:: SUPPLIED INFORMATION ::
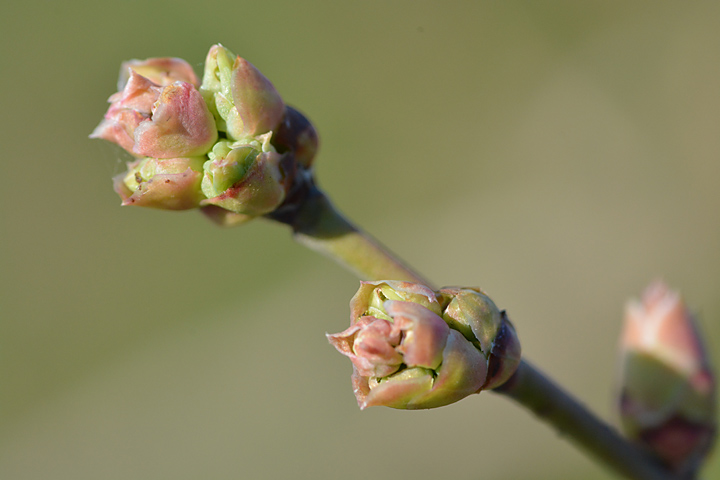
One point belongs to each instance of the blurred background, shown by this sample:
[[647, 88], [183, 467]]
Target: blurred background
[[560, 155]]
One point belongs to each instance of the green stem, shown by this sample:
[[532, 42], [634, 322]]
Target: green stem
[[319, 226], [553, 405]]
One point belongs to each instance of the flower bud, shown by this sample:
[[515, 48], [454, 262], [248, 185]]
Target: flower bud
[[415, 348], [475, 315], [162, 71], [412, 361], [667, 394], [296, 134], [224, 218], [147, 119], [243, 100], [371, 297], [166, 183], [244, 178]]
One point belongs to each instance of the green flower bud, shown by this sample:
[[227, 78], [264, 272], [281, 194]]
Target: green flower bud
[[166, 183], [243, 100], [475, 315], [224, 218], [371, 297], [667, 396], [415, 348], [244, 178]]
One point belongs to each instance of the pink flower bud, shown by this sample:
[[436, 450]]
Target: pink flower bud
[[147, 119], [667, 395], [370, 298], [162, 71], [166, 183]]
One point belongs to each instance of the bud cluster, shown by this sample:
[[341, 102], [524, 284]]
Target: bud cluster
[[414, 348], [228, 145]]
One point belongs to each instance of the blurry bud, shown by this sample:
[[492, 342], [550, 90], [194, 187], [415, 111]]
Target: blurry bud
[[242, 99], [412, 361], [147, 119], [667, 395], [296, 134], [167, 183], [162, 71], [475, 315], [414, 348], [244, 178]]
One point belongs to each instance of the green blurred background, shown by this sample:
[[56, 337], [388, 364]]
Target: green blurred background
[[561, 155]]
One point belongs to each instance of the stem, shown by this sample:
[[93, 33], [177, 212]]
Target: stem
[[319, 226], [533, 390]]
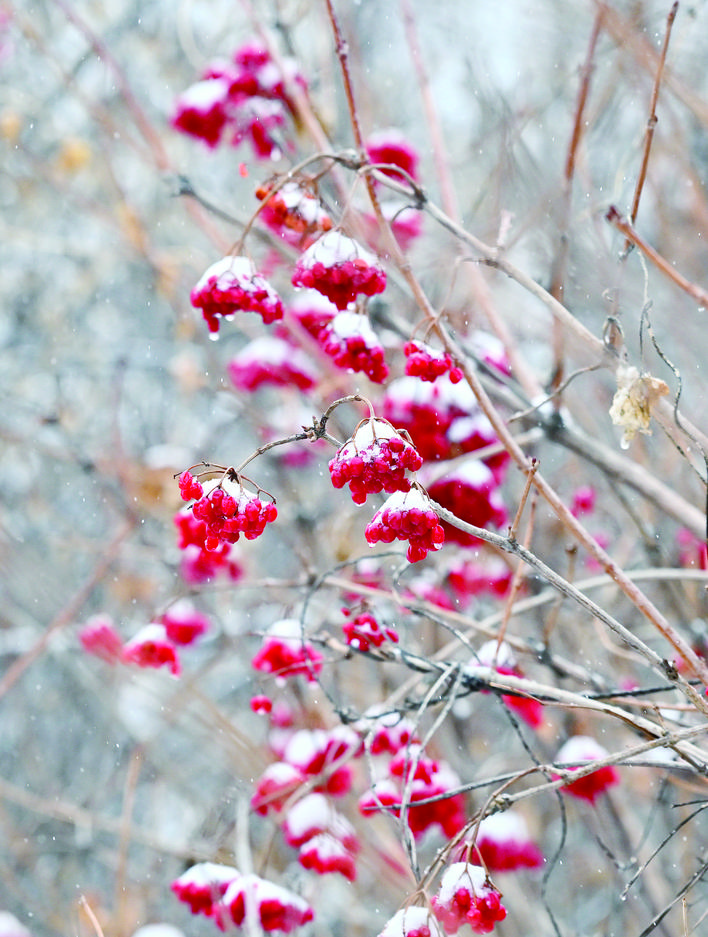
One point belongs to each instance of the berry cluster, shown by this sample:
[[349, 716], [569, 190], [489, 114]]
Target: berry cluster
[[503, 844], [351, 342], [467, 897], [581, 750], [412, 922], [246, 96], [199, 564], [375, 459], [428, 364], [271, 361], [363, 632], [407, 516], [391, 148], [292, 209], [426, 781], [340, 269], [228, 511], [232, 285], [284, 653]]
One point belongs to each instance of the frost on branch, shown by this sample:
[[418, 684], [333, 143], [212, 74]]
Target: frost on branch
[[581, 750], [634, 399], [375, 459], [232, 285]]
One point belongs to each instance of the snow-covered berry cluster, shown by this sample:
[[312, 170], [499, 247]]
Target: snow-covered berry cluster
[[501, 658], [245, 99], [292, 212], [503, 844], [232, 285], [340, 269], [227, 510], [428, 364], [353, 345], [415, 786], [284, 653], [271, 361], [407, 516], [467, 897], [581, 750], [363, 631], [375, 459]]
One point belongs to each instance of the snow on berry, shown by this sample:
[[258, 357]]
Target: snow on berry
[[501, 658], [284, 653], [202, 110], [324, 854], [199, 564], [183, 623], [428, 364], [202, 885], [340, 269], [391, 148], [413, 777], [316, 751], [189, 487], [151, 647], [503, 844], [100, 638], [313, 311], [275, 786], [443, 419], [313, 816], [412, 922], [250, 897], [294, 209], [375, 459], [351, 342], [470, 492], [467, 897], [579, 751], [273, 361], [228, 510], [363, 631], [407, 516], [232, 285]]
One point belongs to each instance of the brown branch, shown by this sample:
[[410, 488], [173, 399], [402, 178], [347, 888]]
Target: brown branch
[[651, 123], [660, 262]]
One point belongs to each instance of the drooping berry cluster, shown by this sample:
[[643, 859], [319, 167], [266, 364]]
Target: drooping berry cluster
[[503, 844], [412, 922], [353, 345], [232, 285], [246, 98], [391, 148], [272, 361], [467, 897], [227, 511], [578, 751], [293, 210], [407, 516], [428, 364], [284, 653], [363, 632], [375, 459], [416, 784], [340, 269]]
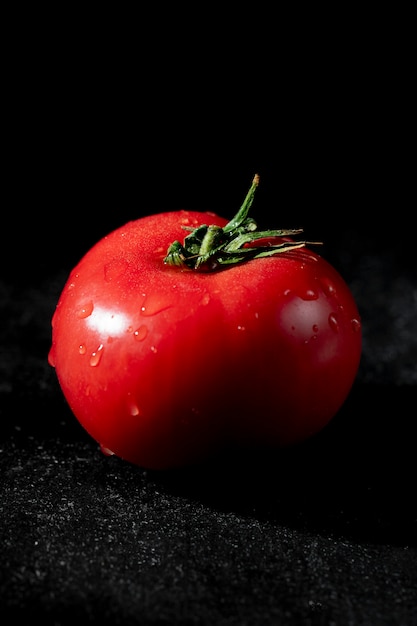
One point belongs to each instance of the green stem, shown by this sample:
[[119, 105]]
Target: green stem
[[207, 248]]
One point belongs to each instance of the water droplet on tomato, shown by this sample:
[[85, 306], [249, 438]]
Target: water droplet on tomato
[[85, 310], [114, 269], [106, 451], [310, 294], [140, 333], [51, 357], [132, 406], [155, 303], [96, 356], [327, 286], [333, 322]]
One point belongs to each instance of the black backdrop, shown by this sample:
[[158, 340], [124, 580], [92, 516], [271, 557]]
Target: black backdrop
[[324, 534]]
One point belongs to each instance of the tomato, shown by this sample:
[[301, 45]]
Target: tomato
[[168, 353]]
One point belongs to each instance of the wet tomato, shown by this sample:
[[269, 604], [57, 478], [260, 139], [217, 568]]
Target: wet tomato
[[168, 352]]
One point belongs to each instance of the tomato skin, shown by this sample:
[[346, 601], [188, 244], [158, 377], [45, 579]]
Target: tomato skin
[[165, 366]]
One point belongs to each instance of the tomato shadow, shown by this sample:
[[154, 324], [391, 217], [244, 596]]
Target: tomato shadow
[[355, 479]]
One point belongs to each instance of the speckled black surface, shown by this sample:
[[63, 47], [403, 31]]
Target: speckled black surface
[[321, 535]]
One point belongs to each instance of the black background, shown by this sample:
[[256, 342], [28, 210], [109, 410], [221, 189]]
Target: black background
[[103, 126]]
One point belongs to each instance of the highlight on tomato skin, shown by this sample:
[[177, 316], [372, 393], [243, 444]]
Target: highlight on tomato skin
[[182, 334]]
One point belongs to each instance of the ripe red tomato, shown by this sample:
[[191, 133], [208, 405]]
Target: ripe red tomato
[[164, 365]]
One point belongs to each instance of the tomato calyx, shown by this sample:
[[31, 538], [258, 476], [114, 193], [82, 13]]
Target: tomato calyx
[[211, 247]]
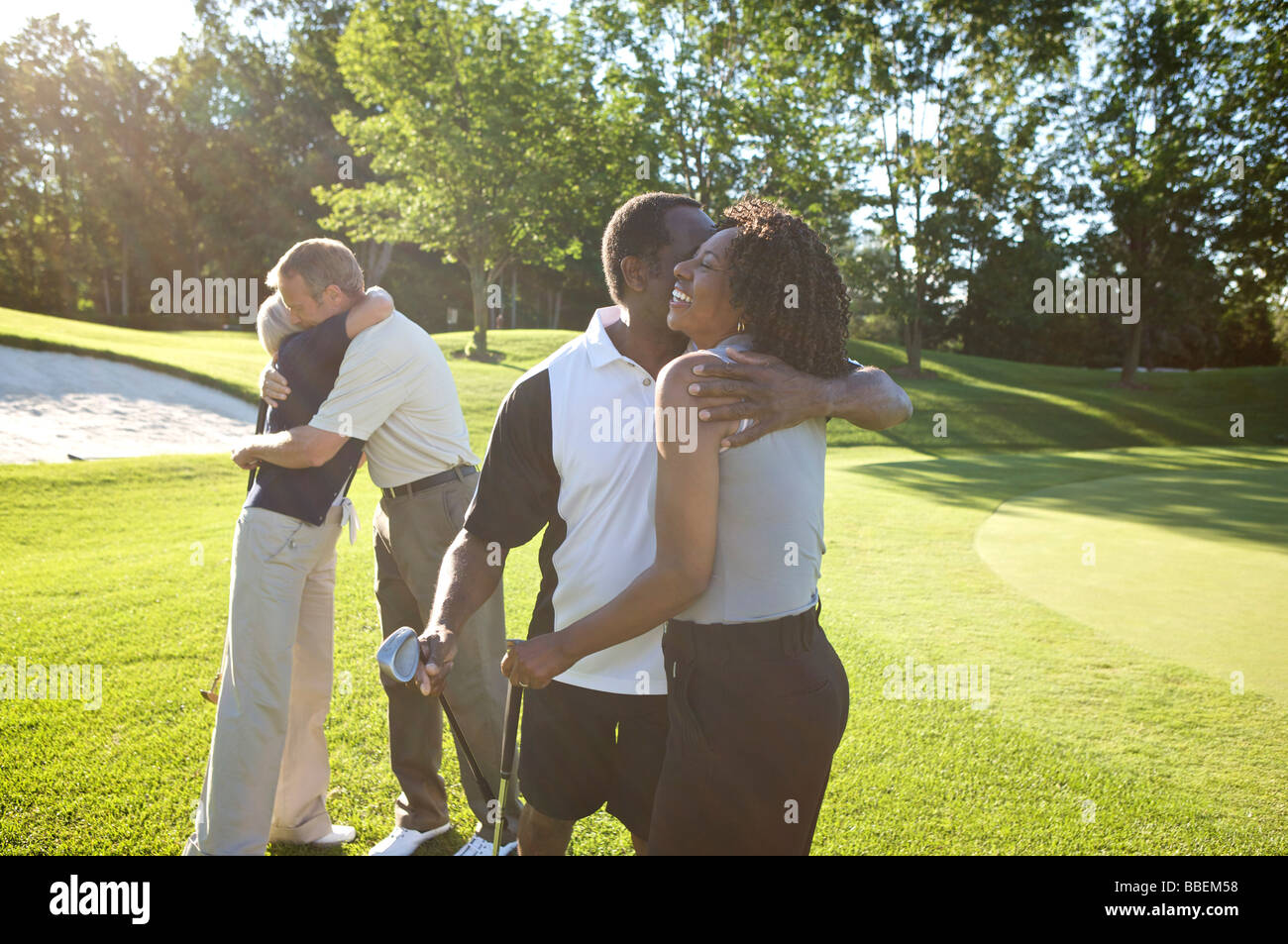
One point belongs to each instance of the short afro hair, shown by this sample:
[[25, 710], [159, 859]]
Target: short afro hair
[[638, 230]]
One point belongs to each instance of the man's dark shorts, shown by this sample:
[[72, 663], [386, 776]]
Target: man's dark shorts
[[583, 749]]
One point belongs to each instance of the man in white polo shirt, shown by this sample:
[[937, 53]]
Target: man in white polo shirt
[[574, 452], [395, 390]]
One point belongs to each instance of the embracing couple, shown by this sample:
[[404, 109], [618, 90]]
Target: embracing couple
[[675, 662]]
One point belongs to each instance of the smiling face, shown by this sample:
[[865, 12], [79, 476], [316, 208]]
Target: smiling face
[[686, 227], [700, 294]]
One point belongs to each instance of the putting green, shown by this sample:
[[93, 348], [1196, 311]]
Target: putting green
[[1192, 567]]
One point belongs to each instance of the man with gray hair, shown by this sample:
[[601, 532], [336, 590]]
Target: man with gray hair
[[268, 772], [395, 391]]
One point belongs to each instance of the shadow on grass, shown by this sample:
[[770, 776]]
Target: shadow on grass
[[1205, 491]]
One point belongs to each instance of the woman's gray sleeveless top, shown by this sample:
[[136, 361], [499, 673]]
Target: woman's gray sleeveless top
[[769, 526]]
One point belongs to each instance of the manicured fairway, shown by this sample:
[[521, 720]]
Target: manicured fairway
[[1188, 566], [1090, 741]]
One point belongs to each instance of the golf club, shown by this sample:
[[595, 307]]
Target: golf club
[[211, 694], [399, 657], [513, 706]]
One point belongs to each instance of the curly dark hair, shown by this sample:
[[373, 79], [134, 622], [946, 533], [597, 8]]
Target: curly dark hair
[[638, 230], [774, 259]]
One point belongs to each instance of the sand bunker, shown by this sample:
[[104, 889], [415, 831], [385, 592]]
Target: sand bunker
[[55, 406]]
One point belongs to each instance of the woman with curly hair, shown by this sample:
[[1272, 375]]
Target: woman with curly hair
[[758, 698]]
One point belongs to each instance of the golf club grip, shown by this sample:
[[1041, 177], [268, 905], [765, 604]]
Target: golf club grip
[[259, 428], [484, 788], [513, 706]]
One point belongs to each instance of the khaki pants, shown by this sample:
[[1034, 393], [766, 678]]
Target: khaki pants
[[411, 536], [268, 771]]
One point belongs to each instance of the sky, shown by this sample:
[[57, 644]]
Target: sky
[[143, 29]]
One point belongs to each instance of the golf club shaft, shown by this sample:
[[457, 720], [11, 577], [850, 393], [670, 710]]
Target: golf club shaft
[[259, 428], [484, 788], [513, 706]]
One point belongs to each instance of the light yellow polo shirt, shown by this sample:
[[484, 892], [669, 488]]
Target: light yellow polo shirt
[[395, 390]]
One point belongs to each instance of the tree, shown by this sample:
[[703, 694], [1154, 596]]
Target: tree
[[481, 132]]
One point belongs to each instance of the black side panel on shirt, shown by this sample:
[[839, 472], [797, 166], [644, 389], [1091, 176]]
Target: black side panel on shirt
[[518, 489]]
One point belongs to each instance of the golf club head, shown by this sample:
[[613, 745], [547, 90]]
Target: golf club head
[[399, 655], [211, 694]]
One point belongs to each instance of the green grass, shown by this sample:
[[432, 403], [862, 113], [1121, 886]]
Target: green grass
[[1093, 743]]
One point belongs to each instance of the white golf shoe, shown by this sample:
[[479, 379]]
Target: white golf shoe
[[338, 836], [403, 841]]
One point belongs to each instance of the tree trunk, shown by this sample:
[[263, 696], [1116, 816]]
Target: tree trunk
[[377, 261], [125, 279], [912, 344], [514, 296], [478, 294], [1131, 360]]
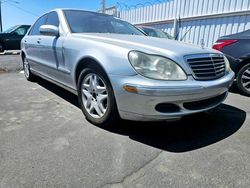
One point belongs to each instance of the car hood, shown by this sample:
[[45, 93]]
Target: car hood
[[147, 44]]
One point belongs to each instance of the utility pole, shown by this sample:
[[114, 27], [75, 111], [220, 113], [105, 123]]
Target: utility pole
[[1, 25], [103, 6]]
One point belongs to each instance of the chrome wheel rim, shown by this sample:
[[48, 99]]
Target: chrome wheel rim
[[245, 79], [94, 95], [26, 69]]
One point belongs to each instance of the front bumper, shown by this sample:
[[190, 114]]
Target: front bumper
[[175, 98]]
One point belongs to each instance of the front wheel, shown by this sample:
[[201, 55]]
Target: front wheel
[[96, 97], [243, 80]]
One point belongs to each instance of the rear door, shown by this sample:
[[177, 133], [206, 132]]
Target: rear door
[[51, 49], [32, 44], [14, 38]]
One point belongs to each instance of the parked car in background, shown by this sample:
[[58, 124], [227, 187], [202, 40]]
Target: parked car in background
[[11, 38], [237, 49], [153, 32], [117, 71]]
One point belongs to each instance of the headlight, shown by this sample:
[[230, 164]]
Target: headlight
[[156, 67], [227, 64]]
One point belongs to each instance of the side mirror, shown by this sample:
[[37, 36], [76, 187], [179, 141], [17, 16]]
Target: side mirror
[[49, 30]]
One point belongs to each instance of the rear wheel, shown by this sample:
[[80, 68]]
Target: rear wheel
[[243, 80], [96, 97], [27, 73]]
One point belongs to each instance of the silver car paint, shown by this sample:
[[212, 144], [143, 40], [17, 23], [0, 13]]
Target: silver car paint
[[56, 59]]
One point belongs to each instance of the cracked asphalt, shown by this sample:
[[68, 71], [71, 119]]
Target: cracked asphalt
[[45, 141]]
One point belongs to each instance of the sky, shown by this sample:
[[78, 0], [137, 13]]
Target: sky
[[27, 11]]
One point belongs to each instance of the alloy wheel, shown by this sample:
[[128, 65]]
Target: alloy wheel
[[94, 95]]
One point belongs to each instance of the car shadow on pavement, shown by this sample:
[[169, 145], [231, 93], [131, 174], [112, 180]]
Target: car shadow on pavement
[[189, 133]]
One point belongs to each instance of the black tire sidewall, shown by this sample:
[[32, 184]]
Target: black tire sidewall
[[111, 114], [239, 78]]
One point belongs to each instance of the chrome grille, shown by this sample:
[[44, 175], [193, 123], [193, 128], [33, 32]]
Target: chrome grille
[[206, 66]]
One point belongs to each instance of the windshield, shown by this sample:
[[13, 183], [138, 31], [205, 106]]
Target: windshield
[[91, 22], [157, 33], [10, 29]]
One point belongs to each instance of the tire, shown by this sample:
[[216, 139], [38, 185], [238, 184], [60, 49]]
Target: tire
[[27, 73], [243, 80], [2, 48], [96, 97]]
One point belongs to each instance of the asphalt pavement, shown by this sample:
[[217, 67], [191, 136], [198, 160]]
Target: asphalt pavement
[[45, 141]]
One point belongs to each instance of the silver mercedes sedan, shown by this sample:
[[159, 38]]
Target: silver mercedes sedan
[[118, 72]]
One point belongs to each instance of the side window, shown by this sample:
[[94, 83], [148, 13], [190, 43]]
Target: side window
[[53, 19], [36, 26]]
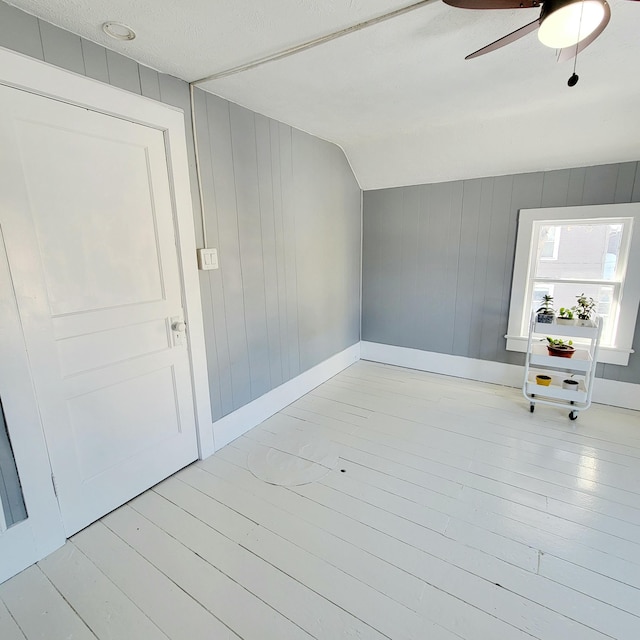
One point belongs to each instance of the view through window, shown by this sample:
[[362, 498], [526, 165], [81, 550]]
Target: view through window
[[576, 257]]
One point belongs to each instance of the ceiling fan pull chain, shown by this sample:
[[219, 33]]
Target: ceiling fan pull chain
[[573, 80]]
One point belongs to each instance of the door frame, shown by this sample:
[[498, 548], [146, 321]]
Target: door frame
[[28, 74]]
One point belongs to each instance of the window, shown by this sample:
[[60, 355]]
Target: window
[[565, 252]]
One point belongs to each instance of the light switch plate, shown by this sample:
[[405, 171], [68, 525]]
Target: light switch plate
[[207, 259]]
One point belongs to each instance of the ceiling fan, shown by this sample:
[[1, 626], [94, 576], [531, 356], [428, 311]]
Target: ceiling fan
[[567, 25]]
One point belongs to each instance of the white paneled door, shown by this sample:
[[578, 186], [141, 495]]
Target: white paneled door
[[87, 218]]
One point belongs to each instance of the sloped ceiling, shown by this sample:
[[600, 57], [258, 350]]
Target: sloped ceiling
[[398, 96]]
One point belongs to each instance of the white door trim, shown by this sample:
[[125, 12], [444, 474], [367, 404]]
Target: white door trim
[[35, 76]]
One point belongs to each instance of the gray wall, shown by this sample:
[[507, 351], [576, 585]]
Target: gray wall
[[282, 207], [284, 210], [438, 258]]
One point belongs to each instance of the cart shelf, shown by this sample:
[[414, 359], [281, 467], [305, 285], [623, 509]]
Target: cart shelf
[[581, 364]]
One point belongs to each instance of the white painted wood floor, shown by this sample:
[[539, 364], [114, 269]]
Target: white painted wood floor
[[459, 515]]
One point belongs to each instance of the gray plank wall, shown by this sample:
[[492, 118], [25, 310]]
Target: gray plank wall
[[438, 258], [282, 207]]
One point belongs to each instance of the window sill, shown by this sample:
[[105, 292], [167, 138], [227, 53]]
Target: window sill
[[607, 355]]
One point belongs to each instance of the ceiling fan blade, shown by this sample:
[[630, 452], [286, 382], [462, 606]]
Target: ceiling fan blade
[[570, 52], [505, 40], [493, 4]]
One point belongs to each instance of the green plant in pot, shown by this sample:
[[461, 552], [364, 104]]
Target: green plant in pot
[[558, 347], [546, 312], [584, 309], [565, 316]]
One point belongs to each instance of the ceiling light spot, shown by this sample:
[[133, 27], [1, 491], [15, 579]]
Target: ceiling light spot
[[118, 31]]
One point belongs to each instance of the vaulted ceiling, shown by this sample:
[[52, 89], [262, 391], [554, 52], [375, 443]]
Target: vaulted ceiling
[[397, 96]]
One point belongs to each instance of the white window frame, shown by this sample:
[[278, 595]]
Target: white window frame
[[556, 247], [519, 309]]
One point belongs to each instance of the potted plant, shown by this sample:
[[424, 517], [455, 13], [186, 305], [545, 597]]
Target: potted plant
[[560, 348], [565, 316], [584, 310], [546, 312]]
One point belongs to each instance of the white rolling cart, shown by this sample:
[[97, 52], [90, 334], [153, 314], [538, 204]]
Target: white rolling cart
[[581, 367]]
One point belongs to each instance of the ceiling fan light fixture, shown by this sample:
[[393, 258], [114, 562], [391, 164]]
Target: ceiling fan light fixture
[[565, 23]]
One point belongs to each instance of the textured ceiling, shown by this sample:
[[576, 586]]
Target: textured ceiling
[[398, 97]]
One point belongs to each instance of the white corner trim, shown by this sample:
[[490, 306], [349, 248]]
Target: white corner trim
[[618, 394], [235, 424], [458, 366]]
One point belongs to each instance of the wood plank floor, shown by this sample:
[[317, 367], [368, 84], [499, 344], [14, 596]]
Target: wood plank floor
[[453, 513]]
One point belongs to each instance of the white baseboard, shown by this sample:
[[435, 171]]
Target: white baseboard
[[618, 394], [235, 424]]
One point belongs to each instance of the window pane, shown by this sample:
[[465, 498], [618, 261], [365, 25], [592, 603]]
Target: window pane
[[580, 251], [565, 294]]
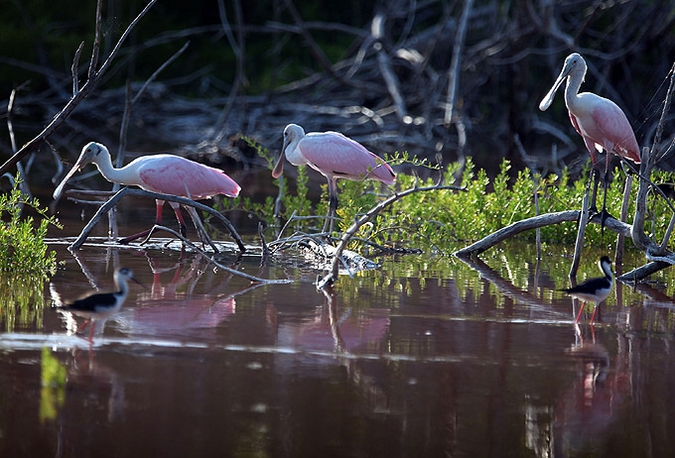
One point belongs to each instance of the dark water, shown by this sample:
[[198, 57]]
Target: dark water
[[427, 356]]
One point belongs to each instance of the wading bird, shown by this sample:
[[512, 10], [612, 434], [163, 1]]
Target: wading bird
[[163, 173], [594, 289], [599, 121], [98, 306], [334, 156]]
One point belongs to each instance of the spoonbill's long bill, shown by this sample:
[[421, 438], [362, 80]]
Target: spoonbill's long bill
[[594, 289], [98, 306], [599, 121], [163, 173], [334, 156]]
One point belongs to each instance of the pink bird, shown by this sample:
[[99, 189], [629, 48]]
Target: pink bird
[[599, 121], [163, 173], [334, 156]]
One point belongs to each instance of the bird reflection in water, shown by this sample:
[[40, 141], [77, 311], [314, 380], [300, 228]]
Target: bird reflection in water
[[595, 400]]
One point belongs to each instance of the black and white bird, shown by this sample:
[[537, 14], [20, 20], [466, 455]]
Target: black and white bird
[[98, 306], [594, 289]]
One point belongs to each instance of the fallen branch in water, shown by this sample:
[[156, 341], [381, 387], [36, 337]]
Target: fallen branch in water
[[546, 219], [110, 203], [353, 229]]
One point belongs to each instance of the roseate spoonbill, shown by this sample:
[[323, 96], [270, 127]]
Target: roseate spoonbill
[[599, 121], [594, 289], [334, 156], [101, 305], [163, 173]]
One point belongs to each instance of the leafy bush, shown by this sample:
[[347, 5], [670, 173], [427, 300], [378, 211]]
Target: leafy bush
[[446, 220], [22, 246]]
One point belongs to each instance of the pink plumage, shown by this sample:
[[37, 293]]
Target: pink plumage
[[334, 156], [178, 176], [162, 173]]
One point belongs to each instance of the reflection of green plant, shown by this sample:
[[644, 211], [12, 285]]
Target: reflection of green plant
[[22, 246]]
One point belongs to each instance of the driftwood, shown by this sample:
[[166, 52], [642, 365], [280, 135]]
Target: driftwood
:::
● **EXERCISE REQUIREMENTS**
Please retype, without any change, everything in the rows above from the line containing "One point belongs to each instance of the gray plank" down to the line containing "[[556, 247], [519, 309]]", including both of those lines.

● **RESULT FOR THIS EXERCISE**
One point belongs to each instance of the gray plank wall, shown by this sample:
[[492, 118], [25, 310]]
Target: gray plank wall
[[438, 258], [282, 207]]
One point belongs to each instance of the window sill, shown by this sample:
[[105, 292], [167, 138], [227, 53]]
Target: window sill
[[607, 355]]
One point belongs to each instance of the ceiling fan blade, shown by this sample:
[[630, 452], [286, 382], [462, 606]]
Target: ceiling fan blade
[[570, 52], [505, 40], [493, 4]]
One point belongs to each instance of the green plant in pot, shown by this sample:
[[461, 552], [364, 104]]
Target: green plant in pot
[[558, 347], [546, 312], [584, 309], [565, 316]]
One point belongs to each instance of the ceiling light spot, shown by this sample:
[[133, 27], [1, 491], [15, 579]]
Target: ceiling light spot
[[118, 31]]
One point belongs to each instance of the vaulted ceiling, shown by this sample:
[[52, 89], [262, 391], [554, 52], [375, 443]]
Target: vaulted ceiling
[[397, 96]]
One point belongs to each instance of the white window frame, shown by this sample:
[[278, 595]]
Target: white window frame
[[556, 247], [519, 309]]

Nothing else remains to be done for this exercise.